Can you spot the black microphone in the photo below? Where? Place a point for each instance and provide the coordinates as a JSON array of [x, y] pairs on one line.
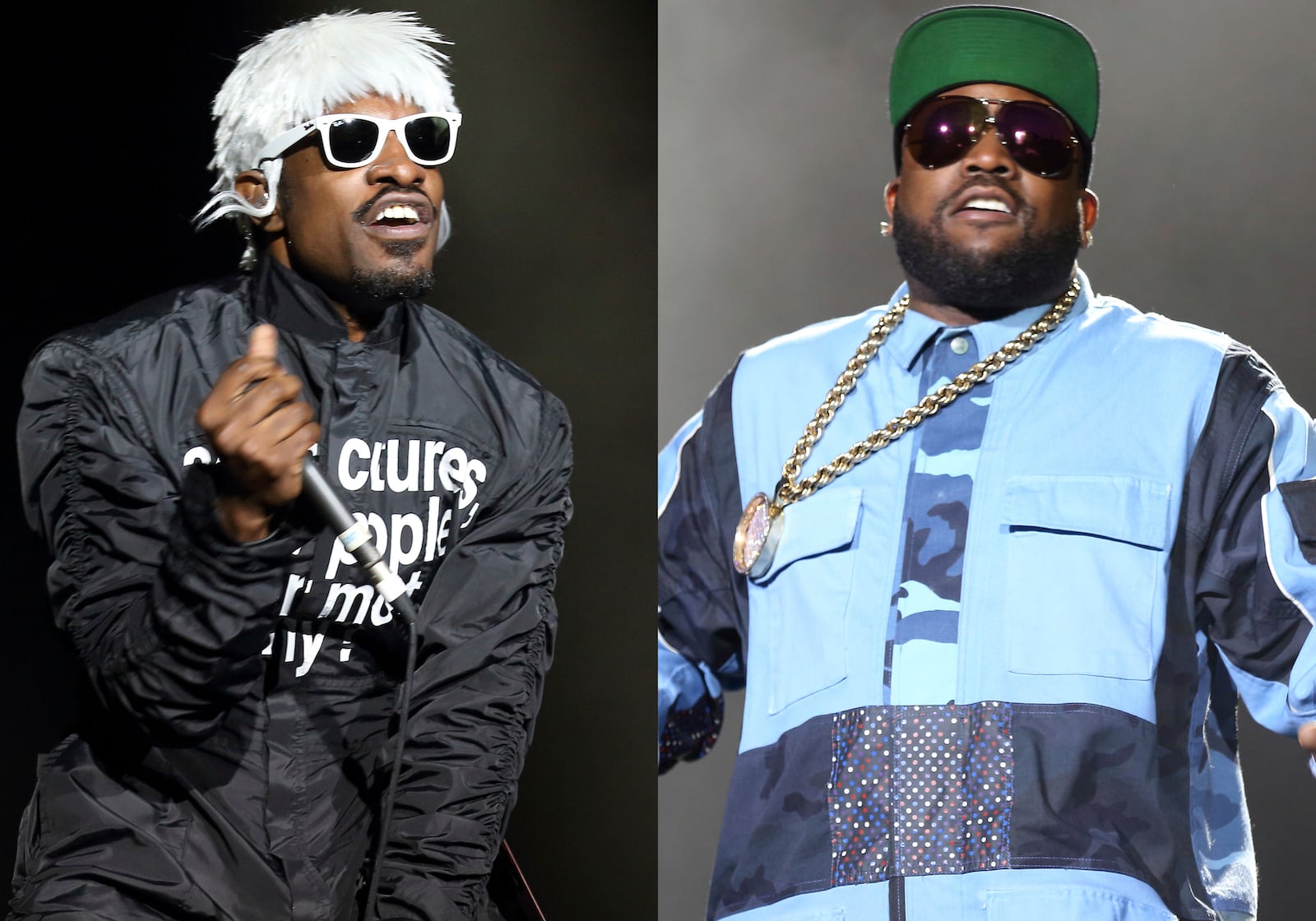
[[354, 536]]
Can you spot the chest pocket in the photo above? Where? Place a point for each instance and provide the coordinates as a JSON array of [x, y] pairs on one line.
[[806, 595], [1085, 570]]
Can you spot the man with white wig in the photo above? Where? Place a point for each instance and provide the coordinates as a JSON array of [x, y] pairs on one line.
[[270, 729]]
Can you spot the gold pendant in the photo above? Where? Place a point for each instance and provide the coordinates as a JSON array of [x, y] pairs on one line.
[[757, 536]]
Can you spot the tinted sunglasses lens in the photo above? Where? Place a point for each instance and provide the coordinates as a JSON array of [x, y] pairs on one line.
[[352, 141], [943, 131], [429, 138], [1037, 137]]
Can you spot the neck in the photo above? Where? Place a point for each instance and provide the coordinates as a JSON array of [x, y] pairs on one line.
[[929, 303]]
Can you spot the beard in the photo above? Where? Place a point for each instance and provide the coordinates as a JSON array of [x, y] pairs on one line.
[[987, 286], [375, 289]]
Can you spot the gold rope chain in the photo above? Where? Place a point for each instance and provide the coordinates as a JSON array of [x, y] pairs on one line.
[[789, 491]]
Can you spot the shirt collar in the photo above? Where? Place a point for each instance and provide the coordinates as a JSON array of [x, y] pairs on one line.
[[293, 303], [908, 340]]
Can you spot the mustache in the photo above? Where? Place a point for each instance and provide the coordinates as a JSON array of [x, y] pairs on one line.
[[361, 214]]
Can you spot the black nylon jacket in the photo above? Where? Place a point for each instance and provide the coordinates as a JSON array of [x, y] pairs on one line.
[[239, 719]]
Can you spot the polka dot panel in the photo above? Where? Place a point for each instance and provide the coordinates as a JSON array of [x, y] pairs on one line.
[[860, 796], [919, 791]]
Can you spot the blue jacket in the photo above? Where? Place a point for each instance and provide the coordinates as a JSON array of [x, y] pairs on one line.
[[1053, 738]]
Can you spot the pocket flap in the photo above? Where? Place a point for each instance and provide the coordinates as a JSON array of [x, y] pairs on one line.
[[819, 524], [1123, 508]]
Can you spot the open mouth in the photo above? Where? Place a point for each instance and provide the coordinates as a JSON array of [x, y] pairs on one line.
[[411, 217], [987, 204], [398, 216]]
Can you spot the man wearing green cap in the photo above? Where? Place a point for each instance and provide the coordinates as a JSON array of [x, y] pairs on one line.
[[994, 561]]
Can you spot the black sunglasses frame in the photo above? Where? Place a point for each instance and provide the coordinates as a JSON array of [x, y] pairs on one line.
[[1069, 138]]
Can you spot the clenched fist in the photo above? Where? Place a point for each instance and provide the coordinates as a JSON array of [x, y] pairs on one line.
[[262, 431]]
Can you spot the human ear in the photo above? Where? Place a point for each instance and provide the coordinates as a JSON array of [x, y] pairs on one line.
[[888, 197], [253, 186]]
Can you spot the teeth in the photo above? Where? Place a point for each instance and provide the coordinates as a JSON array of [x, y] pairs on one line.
[[399, 214]]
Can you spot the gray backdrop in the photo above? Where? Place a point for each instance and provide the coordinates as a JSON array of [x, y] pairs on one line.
[[774, 148]]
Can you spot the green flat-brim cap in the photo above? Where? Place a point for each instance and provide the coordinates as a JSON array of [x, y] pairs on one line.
[[1026, 49]]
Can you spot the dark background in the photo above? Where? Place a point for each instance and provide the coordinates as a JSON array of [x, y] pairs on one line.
[[553, 261], [774, 148]]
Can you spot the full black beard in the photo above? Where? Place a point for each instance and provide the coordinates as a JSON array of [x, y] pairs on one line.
[[374, 291], [986, 286]]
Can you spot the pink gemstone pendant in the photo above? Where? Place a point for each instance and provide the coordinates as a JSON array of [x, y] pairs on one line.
[[756, 537]]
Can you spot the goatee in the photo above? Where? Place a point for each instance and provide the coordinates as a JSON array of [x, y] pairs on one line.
[[986, 286], [377, 289]]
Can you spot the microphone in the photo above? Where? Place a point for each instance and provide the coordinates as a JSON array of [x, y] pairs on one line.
[[354, 536]]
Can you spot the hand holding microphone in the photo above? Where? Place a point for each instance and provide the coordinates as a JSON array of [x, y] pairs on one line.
[[263, 432]]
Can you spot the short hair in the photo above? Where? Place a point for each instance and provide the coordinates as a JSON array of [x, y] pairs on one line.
[[303, 70]]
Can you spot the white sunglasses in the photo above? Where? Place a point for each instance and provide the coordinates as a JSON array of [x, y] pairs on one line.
[[349, 141]]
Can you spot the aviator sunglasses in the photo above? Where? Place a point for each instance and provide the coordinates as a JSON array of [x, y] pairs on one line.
[[1037, 136], [354, 140]]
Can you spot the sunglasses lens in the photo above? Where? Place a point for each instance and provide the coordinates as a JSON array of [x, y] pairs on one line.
[[943, 131], [352, 141], [1037, 137], [429, 138]]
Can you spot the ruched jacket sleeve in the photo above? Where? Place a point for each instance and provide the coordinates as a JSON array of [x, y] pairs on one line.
[[487, 629], [702, 604], [1252, 520], [166, 613]]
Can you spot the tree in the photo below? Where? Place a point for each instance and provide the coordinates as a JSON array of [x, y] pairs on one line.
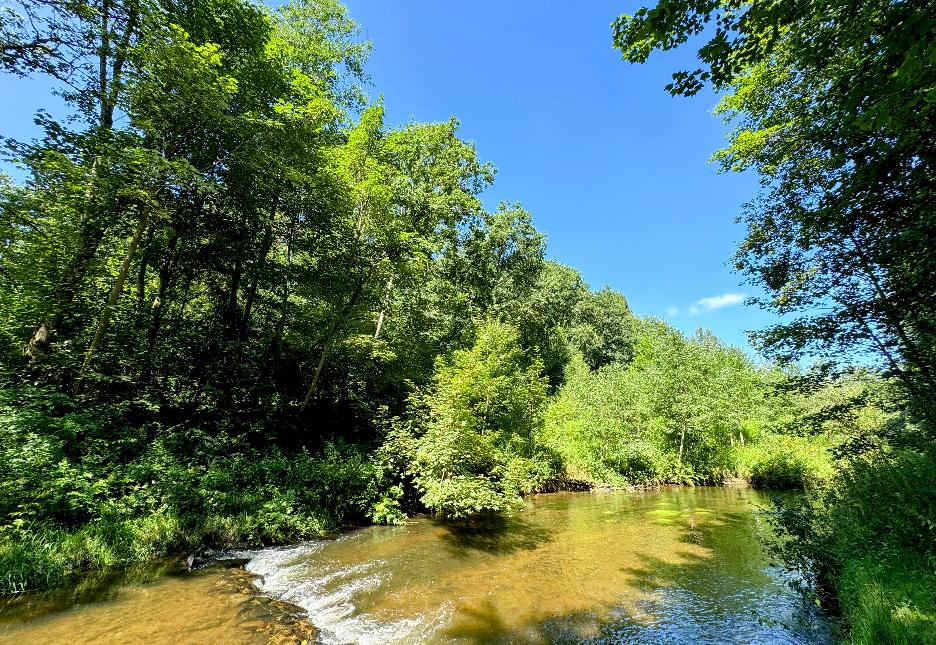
[[833, 108], [481, 416]]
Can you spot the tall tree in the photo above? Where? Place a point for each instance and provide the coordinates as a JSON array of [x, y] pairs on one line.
[[833, 107]]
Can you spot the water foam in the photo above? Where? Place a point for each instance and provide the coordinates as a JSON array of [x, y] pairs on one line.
[[329, 595]]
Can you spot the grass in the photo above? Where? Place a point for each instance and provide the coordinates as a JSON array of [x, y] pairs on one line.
[[889, 602]]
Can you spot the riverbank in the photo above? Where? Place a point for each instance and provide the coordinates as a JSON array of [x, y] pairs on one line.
[[158, 602], [666, 565]]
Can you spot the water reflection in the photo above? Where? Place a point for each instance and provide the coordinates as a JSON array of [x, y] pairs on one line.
[[678, 565]]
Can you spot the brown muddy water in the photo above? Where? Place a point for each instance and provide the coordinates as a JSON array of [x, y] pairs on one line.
[[680, 565]]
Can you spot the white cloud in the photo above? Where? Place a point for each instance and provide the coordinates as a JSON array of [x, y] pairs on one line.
[[717, 302]]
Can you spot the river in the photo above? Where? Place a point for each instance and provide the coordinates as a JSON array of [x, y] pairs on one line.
[[678, 565]]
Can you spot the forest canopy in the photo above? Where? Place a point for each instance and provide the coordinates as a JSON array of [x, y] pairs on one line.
[[240, 307]]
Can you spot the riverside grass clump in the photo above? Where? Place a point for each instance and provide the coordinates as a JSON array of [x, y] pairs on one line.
[[868, 537], [84, 490]]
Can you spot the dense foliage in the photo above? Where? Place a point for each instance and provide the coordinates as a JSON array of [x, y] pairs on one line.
[[832, 105], [238, 307]]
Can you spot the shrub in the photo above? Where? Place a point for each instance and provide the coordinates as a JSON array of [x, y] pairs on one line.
[[786, 462]]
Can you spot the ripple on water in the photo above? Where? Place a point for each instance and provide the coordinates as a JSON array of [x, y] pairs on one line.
[[675, 566]]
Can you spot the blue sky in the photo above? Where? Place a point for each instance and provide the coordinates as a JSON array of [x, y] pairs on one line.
[[612, 167]]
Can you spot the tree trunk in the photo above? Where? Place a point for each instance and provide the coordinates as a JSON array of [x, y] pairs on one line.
[[380, 318], [159, 306], [255, 280], [112, 299], [329, 338]]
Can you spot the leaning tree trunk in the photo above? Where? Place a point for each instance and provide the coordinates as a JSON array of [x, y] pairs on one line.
[[329, 339], [112, 299]]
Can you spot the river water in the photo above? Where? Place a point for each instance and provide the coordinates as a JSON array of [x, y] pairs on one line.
[[679, 565]]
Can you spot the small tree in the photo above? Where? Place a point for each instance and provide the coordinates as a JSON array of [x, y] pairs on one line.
[[478, 452]]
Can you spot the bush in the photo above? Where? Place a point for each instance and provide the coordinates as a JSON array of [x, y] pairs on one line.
[[868, 537], [786, 462], [86, 489]]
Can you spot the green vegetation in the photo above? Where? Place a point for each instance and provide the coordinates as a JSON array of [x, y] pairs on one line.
[[236, 307], [832, 105]]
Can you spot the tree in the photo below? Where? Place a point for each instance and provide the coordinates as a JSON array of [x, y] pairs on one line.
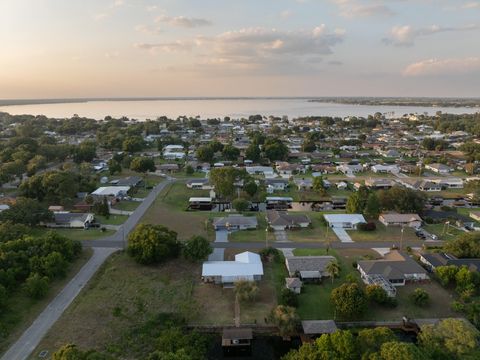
[[230, 152], [152, 244], [372, 208], [420, 297], [449, 339], [114, 167], [197, 249], [246, 291], [142, 164], [446, 274], [240, 205], [36, 286], [394, 350], [354, 204], [376, 294], [275, 149], [253, 152], [319, 186], [333, 269], [250, 188], [205, 153], [133, 144], [466, 245], [286, 319], [224, 180], [349, 300], [26, 211]]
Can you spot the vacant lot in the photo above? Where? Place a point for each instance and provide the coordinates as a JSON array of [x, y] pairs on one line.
[[315, 299], [22, 310], [169, 210], [384, 233], [124, 295]]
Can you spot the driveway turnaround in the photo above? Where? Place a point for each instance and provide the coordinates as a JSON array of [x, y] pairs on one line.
[[342, 235], [33, 335]]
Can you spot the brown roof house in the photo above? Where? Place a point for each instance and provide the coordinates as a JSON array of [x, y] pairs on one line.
[[281, 220], [308, 267], [395, 269], [396, 219]]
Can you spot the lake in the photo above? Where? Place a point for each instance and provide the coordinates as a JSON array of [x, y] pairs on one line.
[[217, 108]]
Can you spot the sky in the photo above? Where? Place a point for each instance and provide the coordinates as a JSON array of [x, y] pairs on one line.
[[138, 48]]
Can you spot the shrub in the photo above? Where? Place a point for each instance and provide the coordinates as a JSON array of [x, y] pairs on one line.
[[370, 226]]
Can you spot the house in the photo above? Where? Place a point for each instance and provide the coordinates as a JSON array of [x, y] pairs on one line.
[[294, 284], [395, 269], [393, 169], [246, 266], [439, 168], [379, 184], [304, 184], [349, 169], [396, 219], [266, 171], [434, 260], [199, 184], [111, 192], [281, 220], [344, 221], [308, 267], [235, 222], [132, 181], [276, 185], [168, 168], [71, 220]]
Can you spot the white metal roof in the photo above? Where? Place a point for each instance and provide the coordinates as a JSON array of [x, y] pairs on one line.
[[344, 218]]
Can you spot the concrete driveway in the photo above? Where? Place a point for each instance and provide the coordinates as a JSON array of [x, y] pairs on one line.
[[342, 235]]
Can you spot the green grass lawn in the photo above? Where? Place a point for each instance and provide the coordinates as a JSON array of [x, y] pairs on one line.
[[126, 205], [383, 233], [112, 219], [441, 231], [21, 311], [316, 233]]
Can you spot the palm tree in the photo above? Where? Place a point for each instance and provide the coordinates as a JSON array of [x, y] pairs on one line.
[[333, 269]]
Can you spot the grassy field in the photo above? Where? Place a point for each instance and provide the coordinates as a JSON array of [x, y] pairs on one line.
[[169, 210], [126, 205], [441, 232], [315, 299], [123, 295], [383, 233], [21, 310], [112, 219]]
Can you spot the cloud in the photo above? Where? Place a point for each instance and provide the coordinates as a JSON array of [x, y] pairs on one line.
[[356, 8], [170, 47], [435, 67], [406, 35], [148, 29], [258, 50], [182, 21]]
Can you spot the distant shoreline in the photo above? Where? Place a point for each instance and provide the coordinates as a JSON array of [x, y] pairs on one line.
[[372, 101]]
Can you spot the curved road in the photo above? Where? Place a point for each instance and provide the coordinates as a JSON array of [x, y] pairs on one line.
[[102, 249]]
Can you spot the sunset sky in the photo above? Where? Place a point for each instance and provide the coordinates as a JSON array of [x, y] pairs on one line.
[[117, 48]]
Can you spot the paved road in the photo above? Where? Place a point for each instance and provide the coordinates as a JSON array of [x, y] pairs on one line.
[[334, 245], [102, 249], [39, 328]]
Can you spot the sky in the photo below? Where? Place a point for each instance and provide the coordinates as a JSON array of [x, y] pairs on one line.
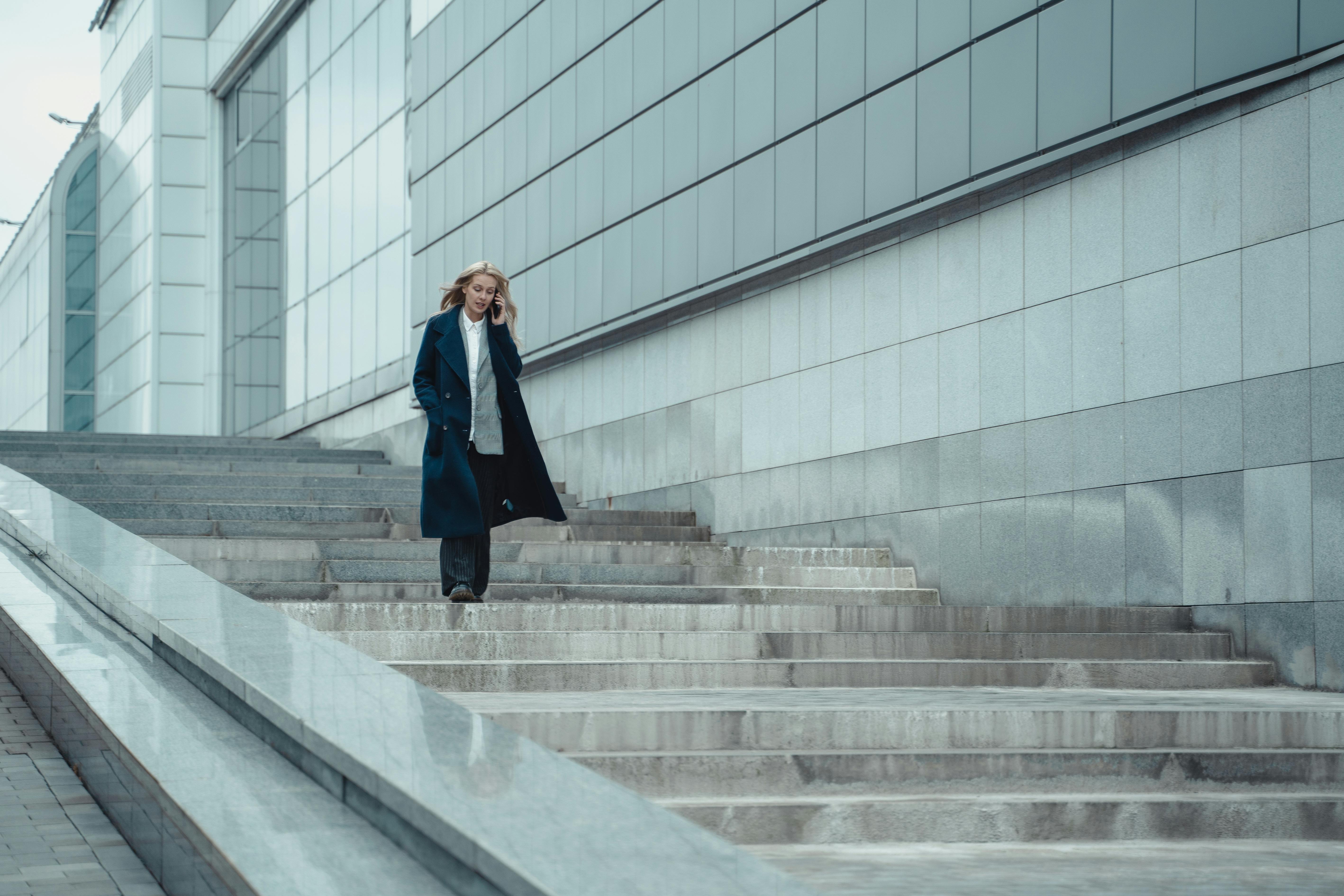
[[49, 62]]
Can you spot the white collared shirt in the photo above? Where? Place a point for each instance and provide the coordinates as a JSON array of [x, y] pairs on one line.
[[474, 359]]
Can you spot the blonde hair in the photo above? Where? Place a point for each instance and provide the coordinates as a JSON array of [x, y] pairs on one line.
[[455, 293]]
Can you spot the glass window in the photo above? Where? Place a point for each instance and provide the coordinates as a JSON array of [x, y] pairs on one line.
[[619, 89], [679, 244], [754, 99], [538, 219], [716, 26], [616, 175], [991, 14], [589, 119], [714, 229], [538, 135], [889, 156], [716, 123], [840, 171], [795, 191], [840, 42], [648, 58], [1003, 97], [681, 42], [1236, 37], [796, 74], [944, 135], [588, 284], [648, 158], [616, 272], [80, 355], [515, 65], [647, 257], [589, 191], [681, 150], [1074, 74], [392, 60], [562, 296], [538, 48], [944, 26], [1155, 54], [753, 210], [366, 80]]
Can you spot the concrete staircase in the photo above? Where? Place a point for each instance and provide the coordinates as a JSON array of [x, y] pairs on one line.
[[812, 705]]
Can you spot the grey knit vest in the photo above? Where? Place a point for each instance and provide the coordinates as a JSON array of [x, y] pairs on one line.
[[490, 430]]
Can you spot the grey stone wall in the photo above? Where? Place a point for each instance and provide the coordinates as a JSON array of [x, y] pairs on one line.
[[1119, 381]]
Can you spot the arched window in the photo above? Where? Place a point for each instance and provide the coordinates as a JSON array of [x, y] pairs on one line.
[[81, 295]]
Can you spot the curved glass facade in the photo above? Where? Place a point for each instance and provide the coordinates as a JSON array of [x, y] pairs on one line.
[[315, 213], [81, 301]]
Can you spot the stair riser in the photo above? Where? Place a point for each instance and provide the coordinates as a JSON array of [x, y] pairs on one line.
[[290, 480], [268, 530], [254, 512], [517, 647], [580, 617], [913, 673], [273, 453], [926, 730], [855, 774], [265, 495], [699, 555], [553, 574], [991, 821], [502, 592], [537, 531], [100, 464]]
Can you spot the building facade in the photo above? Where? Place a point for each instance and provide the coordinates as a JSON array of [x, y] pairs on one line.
[[1042, 297]]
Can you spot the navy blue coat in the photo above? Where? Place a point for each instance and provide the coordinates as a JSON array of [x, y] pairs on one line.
[[450, 504]]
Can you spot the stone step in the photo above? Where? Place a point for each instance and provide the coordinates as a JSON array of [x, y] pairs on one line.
[[569, 574], [287, 512], [271, 452], [548, 531], [635, 675], [246, 491], [40, 465], [19, 437], [267, 528], [710, 617], [294, 478], [504, 592], [1021, 817], [995, 718], [718, 647], [695, 554], [836, 773]]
------------------------------------------------------------
• [Prompt] Render the records between the lines holding "Can you spot the gray" and "[[774, 148]]", inclusive, as a JSON list of strings with one string per line and any blank lines omitted.

• [The solution]
[
  "Can you spot the gray backdrop in the photo above? Where? Place a point for each instance and provide the coordinates as a JSON array of [x, y] pairs on one line.",
  "[[774, 148]]"
]